• **PROBLEMA PLANTEADO 1**
Según el fragmento sobre lobos y perros, ¿qué nombre recibe en castellano la hora del día en que es imposible diferenciar a un lobo de un perro?

• **FRAGMENTO DEL DOCUMENTO**
= = = = = = =

El título de este artículo rinde un muy poco encubierto homenaje a la
tercera comedia bárbara de Valle y al mismo tiempo hace alusión al romance
secular de amor-odio que los humanos han mantenido con el lobo (
canis
lupus) y sus descendientes: los perros (
canis familiaris). La línea
de sombra entre ambas especies es tenue como la luz que separa el crepúsculo de
la noche, que no por azar recibe el nombre de entrelubricán (“entre lobo y
perro”) en nuestra lengua y
entre chien et loup en francés, la hora del
día en la que es imposible diferenciar a un lobo de un perro.
En
Romance de lobos el animal que resulta del cruce entre perros y lobos es
llamado, en galleguismo (o galaicismo) incorporado al castellano, “lobicán”, y
también son llamados así los misteriosos hombres que según creencia popular se
transformaban en lobo bajo determinadas circunstancias, es decir, que se
“alobaban”, como se pueden alobar los perros; era el caso de Benito Freire, el
protagonista de una película titulada –como no-
El bosque del
lobo. En Galicia estas historias de hombres alobados son
recurrentes, y desde aquellas tierras de bruma llegó al castellano lobizón, a su
vez un lusismo procedente del portugués
lobisomen
(lobo-hombre).

= = = = = = =

[Elementos de una fuente de datos]
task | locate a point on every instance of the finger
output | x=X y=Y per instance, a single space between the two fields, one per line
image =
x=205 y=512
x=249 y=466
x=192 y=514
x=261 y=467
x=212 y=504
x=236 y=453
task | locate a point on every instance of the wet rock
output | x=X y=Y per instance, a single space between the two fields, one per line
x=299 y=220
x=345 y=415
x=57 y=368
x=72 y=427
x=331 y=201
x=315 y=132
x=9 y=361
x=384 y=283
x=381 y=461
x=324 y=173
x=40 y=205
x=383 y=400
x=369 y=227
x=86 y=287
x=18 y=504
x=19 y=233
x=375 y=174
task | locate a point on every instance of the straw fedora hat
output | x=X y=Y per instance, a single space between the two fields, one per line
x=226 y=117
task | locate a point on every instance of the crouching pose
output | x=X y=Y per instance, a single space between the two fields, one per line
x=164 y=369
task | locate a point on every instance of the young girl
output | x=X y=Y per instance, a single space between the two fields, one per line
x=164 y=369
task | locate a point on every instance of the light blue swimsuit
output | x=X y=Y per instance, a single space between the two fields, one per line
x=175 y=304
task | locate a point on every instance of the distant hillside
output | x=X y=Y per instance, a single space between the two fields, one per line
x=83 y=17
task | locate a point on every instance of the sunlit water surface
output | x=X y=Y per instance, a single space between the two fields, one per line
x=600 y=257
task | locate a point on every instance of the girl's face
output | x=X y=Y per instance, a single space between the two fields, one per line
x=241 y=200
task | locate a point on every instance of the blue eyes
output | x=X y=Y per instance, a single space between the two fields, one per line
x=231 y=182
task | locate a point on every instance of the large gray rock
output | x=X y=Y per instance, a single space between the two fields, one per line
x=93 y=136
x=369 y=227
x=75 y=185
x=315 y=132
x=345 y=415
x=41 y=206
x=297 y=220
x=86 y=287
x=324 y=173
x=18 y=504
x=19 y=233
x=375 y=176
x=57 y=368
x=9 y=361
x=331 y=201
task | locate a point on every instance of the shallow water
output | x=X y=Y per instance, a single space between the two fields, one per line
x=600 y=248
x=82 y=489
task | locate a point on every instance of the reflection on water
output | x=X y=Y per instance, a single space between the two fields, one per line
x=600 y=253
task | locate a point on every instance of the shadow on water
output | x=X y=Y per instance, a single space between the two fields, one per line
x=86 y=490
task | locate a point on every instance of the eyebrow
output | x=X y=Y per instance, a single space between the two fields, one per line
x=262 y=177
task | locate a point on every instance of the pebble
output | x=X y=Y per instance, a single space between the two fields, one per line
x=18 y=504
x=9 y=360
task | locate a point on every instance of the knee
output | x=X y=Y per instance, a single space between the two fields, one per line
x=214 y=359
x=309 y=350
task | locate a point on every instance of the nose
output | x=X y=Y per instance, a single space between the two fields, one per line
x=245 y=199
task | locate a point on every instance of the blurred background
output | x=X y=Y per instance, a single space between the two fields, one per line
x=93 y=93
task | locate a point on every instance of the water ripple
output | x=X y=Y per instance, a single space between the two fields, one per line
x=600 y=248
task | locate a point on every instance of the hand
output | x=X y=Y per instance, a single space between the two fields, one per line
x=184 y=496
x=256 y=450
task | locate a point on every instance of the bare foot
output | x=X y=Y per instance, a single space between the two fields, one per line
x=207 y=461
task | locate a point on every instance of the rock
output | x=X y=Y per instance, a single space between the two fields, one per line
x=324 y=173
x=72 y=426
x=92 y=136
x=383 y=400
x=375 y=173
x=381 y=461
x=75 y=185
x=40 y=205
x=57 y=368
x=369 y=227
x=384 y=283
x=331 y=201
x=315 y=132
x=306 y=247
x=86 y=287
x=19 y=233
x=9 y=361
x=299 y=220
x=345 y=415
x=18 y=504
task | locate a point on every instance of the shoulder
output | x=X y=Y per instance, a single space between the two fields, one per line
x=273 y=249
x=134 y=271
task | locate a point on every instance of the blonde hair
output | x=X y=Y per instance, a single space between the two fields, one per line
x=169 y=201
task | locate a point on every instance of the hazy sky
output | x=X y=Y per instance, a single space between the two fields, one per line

= = = = = = =

• **PROBLEMA PLANTEADO 2**
Por favor, transcribe sin cambios las líneas de los registros: empieza en la que contiene "task | locate a point on every instance of the straw" y termina tras la que contiene "x=226 y=117", ambas incluidas.

• **SOLUCIÓN PROPUESTA 1**
Entrelubricán.

• **SOLUCIÓN PROPUESTA 2**
task | locate a point on every instance of the straw fedora hat
output | x=X y=Y per instance, a single space between the two fields, one per line
x=226 y=117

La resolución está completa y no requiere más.